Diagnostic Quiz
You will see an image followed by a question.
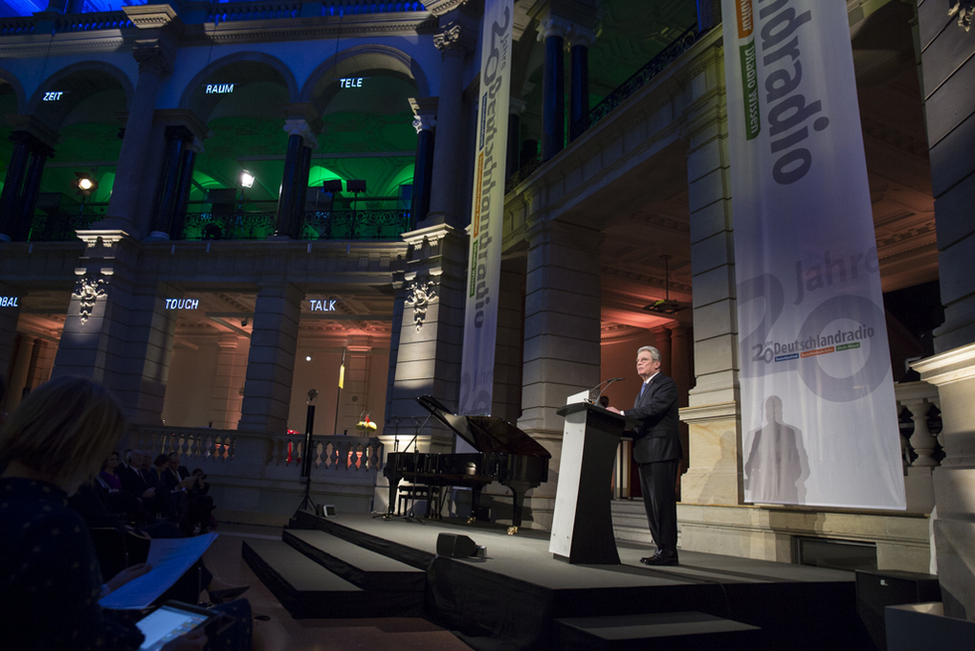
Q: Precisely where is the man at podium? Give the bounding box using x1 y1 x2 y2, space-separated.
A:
609 346 681 565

> _Written request_
Can you rewrite all the items above, substituting "lectern" for "podium" and changing nothing else, with the pictures left out?

> _Complete response_
Diagnostic Quiz
You will see an image followed by a question.
Q: Precisely where is the man at lectern? Give the bounding box using x1 y1 x2 y2, space-separated.
A:
609 346 681 565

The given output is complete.